Marco A. García

Sentiment Analysis of Financial News: Insights and Actions


Leveraging Natural Language Processing to understand market sentiment and financial trends.


Marco A. García - 12/01/2025

You can find this project in the GitHub repository.

Introduction

In this project, we analyze a dataset of financial news to gain insights into the sentiment and trends present in financial media. This involves several key steps, including:

Our goal is to uncover patterns in financial sentiment and understand how news impacts financial markets.

The dataset contains fields like:

Let’s dive into the analysis!

Packages to Use

In this project, we will use the following Python packages to perform various text analysis and visualization tasks:

These packages provide a comprehensive set of tools to handle the entire pipeline of text analysis, from data preparation to visualization.

import pandas as pd

import nltk
from nltk import word_tokenize
nltk.download('punkt_tab')

from nltk.corpus import stopwords
nltk.download("stopwords")

from nltk.stem.porter import PorterStemmer

import matplotlib.pyplot as plt

from nltk.sentiment.vader import SentimentIntensityAnalyzer
nltk.download("vader_lexicon")

from wordcloud import WordCloud
[nltk_data] Downloading package punkt_tab to /root/nltk_data...
[nltk_data]   Unzipping tokenizers/punkt_tab.zip.
[nltk_data] Downloading package stopwords to /root/nltk_data...
[nltk_data]   Unzipping corpora/stopwords.zip.
[nltk_data] Downloading package vader_lexicon to /root/nltk_data...

1. Preparating and Creating a Corpus

The first step in our analysis is to prepare the dataset and create a corpus. This involves loading the data, cleaning it, and formatting it into a structure that can be analyzed effectively.

df = pd.read_csv("financial-news.csv")
df.shape
(28276, 8)

As we can see, we have a total of 28,276 registers and 8 features.

After reviewing the dataset, I will preserve only the “text” feature for the corpus. This is because it is the only feature that contains meaningful text data relevant for our analysis. Other features, while informative, are not directly related to the sentiment and content of the financial news.

corpus = df["text"]

After creating the corpus, it is essential to ensure that it does not contain any missing values (NaN). Missing values can interfere with text processing and lead to errors in subsequent analysis.

corpus[corpus.isna()]

With a clean, non-NaN corpus, the next step is to check for duplicate entries. Duplicate values can skew the analysis by over-representing certain text entries, so it is important to identify and handle them appropriately.

corpus[corpus.duplicated()]

2584 rows × 1 columns

After verifying for duplicates, we found that the corpus contains 2,584 duplicated values. To ensure the quality and diversity of the data, we will remove these duplicates.

corpus = corpus.drop_duplicates(keep="first")
corpus.shape
(25692,)

After removing duplicated values, we reduced the total number of entries in the corpus from 28,276 to 25,692. This remains a substantial amount of data for meaningful analysis.
--------
● **Short exercise 1**:
In the financial news sentiment analysis write-up, which feature is kept to build the corpus?
● **Short exercise 2**:
Continue the write-up on sentiment analysis of financial news from the point where it stops.
The records that follow were taken from a different source than the text above.
--------
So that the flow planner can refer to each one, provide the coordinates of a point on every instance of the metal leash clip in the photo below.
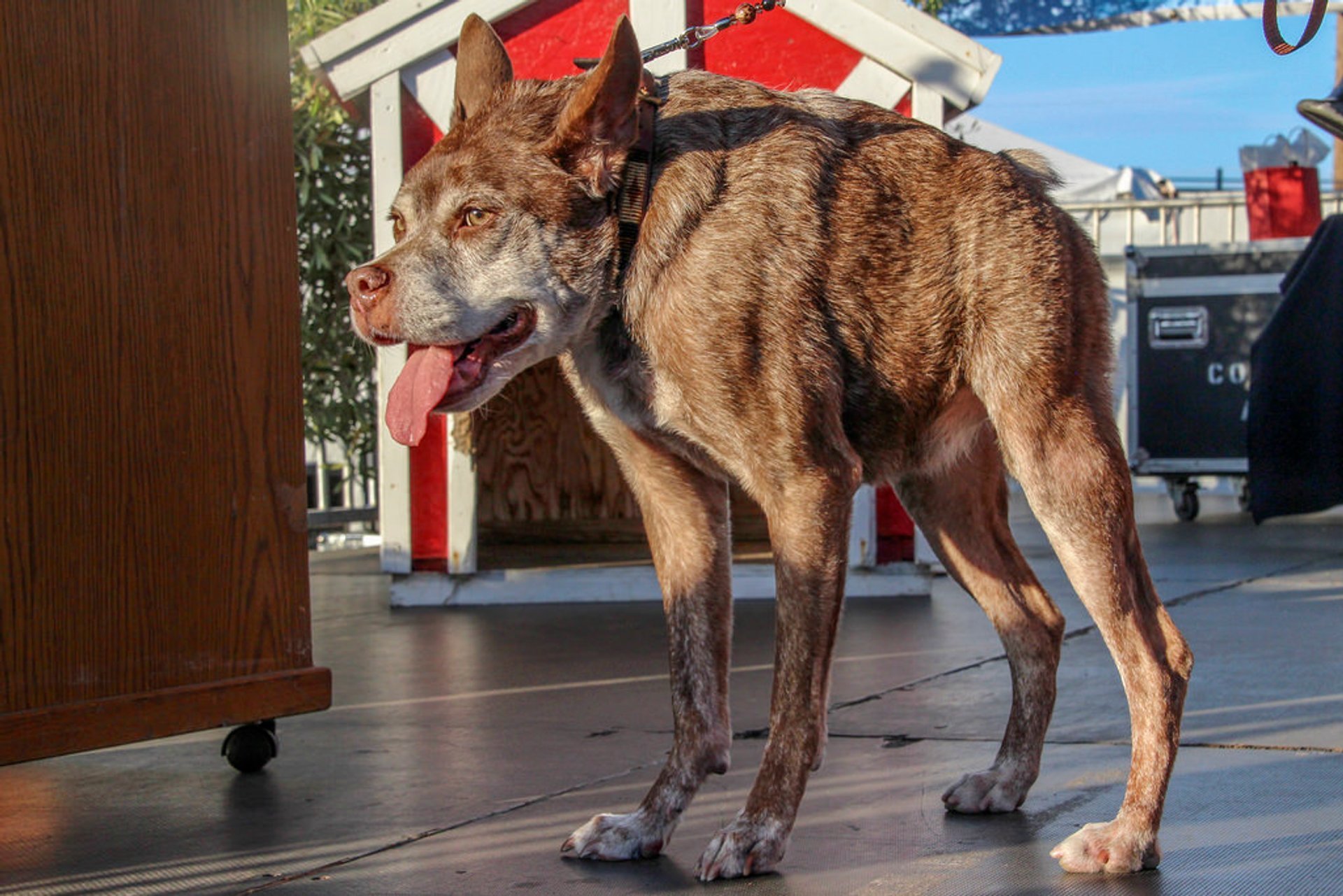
(695, 35)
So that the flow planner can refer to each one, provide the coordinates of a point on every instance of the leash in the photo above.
(633, 199)
(1275, 36)
(693, 36)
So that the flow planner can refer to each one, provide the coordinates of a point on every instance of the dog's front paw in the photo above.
(1109, 848)
(743, 848)
(993, 790)
(617, 839)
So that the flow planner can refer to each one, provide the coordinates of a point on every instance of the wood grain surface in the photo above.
(152, 493)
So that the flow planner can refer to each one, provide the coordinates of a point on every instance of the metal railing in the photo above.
(1191, 220)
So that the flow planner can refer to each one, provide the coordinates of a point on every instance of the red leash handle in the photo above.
(1275, 36)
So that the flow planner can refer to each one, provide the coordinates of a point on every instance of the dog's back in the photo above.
(890, 262)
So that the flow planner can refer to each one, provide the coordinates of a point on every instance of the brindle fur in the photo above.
(823, 294)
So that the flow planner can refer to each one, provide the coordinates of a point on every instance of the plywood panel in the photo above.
(537, 460)
(152, 504)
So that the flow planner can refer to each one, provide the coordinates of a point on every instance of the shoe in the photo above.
(1327, 113)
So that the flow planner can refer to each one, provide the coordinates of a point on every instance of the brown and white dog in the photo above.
(823, 293)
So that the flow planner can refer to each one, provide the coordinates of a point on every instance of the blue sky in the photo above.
(1179, 99)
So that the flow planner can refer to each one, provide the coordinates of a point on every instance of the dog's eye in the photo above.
(474, 217)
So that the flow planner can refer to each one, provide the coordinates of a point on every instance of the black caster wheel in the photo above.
(1186, 504)
(250, 747)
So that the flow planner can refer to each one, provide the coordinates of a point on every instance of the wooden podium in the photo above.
(153, 567)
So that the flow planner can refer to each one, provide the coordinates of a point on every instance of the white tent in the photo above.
(1083, 179)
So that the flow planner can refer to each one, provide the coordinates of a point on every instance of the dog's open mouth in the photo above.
(442, 375)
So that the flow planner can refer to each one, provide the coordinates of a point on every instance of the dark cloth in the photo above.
(1296, 387)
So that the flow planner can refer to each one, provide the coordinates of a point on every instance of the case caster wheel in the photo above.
(250, 747)
(1185, 499)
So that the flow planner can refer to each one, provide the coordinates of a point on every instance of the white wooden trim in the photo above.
(862, 529)
(873, 83)
(461, 496)
(655, 22)
(375, 54)
(367, 27)
(928, 105)
(394, 460)
(908, 42)
(598, 585)
(433, 83)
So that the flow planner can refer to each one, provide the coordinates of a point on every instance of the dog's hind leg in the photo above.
(962, 508)
(685, 513)
(809, 529)
(1064, 448)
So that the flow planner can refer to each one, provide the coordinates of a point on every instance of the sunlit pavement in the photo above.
(465, 744)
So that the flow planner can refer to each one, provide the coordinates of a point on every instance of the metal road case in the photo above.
(1193, 315)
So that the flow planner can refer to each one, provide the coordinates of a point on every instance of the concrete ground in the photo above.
(465, 744)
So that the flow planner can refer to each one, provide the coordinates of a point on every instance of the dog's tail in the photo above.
(1035, 166)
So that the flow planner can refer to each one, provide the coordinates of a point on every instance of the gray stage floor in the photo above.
--------
● **Answer 1**:
Only the "text" feature is kept for the corpus.

● **Answer 2**:
2. Frequency of texts lengths

Analyzing the frequency of text lengths in the corpus provides insights into the distribution of the data and helps identify patterns in the length of financial news articles or posts.

Before adding new features, it is essential to confirm the type of the corpus object to ensure compatibility with the operations we want to perform.

print(type(corpus))
<class 'pandas.core.series.Series'>

Since the corpus is currently a pandas.Series, we need to convert it into a pandas.DataFrame to add additional columns. We will use the apply method to calculate the length of each text entry and include it as a new column called doc_len.

corpus = pd.DataFrame({
    "text": corpus,
    "doc_len": corpus.apply(lambda x: len(x))
})

corpus.head(3)

25692 rows × 2 columns

With the doc_len column added to the corpus DataFrame, we can now explore the minimum and maximum lengths of the texts. This helps us understand the range of text lengths and identify outliers or unusual entries.

print("Min:", corpus["doc_len"].min())
print("Max:", corpus["doc_len"].max())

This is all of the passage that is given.